__WHAT YOU ARE ASKED TO DO__
Starting at the line containing "Where can the cat's back" and ending with the last line of the records, write out every line again, requests included, with each coordinate in the answers scaled by 1.1 and rounded to a whole number, halves rounded up. Keep the numbers in the requests and their samples unchanged, and give only those lines.

BEGIN

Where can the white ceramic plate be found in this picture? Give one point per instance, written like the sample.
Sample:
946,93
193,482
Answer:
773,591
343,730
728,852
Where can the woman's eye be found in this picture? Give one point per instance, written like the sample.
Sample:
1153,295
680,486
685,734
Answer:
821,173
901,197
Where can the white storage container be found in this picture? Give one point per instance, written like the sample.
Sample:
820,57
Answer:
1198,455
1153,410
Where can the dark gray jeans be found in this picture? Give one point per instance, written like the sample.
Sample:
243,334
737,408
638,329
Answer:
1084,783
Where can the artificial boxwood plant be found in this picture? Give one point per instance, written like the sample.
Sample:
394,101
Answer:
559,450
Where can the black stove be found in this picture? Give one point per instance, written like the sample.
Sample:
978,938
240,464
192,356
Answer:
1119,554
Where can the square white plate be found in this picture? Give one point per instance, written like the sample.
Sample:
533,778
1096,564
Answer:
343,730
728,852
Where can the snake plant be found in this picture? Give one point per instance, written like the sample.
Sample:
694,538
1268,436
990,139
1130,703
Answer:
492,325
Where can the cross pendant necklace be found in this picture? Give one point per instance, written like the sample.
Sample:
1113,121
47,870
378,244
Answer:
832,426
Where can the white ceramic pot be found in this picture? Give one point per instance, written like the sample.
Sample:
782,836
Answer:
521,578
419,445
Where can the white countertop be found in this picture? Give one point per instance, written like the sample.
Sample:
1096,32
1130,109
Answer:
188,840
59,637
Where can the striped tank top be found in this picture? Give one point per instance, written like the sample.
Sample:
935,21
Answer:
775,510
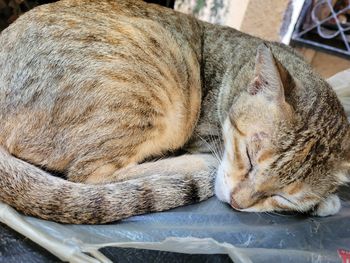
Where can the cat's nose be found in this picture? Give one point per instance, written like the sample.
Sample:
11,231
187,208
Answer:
234,204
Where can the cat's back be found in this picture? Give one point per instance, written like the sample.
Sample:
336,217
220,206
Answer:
74,66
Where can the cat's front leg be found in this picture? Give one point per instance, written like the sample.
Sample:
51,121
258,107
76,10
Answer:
330,206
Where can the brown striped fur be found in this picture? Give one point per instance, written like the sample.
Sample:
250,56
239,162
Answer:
93,90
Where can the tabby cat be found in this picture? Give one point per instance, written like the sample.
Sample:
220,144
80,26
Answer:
95,91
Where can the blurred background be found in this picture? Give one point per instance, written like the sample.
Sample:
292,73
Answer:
318,29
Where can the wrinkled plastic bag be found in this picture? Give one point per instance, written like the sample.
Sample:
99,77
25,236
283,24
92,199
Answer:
210,227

END

__ANSWER FOR THIS EXERCISE__
Where can the cat's back be found in this picture? Give one point per instance, written like the sample.
Sample:
336,217
220,206
Answer:
81,73
Where can the cat's front leg be found in this picture? Give one point per instance, written like the sample.
Sample:
51,121
258,107
76,10
Answer:
363,227
Where can the brown striped fur be found in this picture? Give one point per instance, written like the sample.
Sample:
250,56
239,162
Answer:
102,99
Where can the tabby cat be found in this picture? Give one point per instance, written like the sample.
Sample:
220,144
80,26
Answer:
105,100
Where can the blurred background be found in this picture? Give one point per instance, written like the sample.
Sample:
292,73
Answer:
350,32
Where can the wrinkled plastic bag be found in this picture? Give one point per instance, written like the sample.
Sample:
99,77
25,236
283,24
92,199
Answer:
231,250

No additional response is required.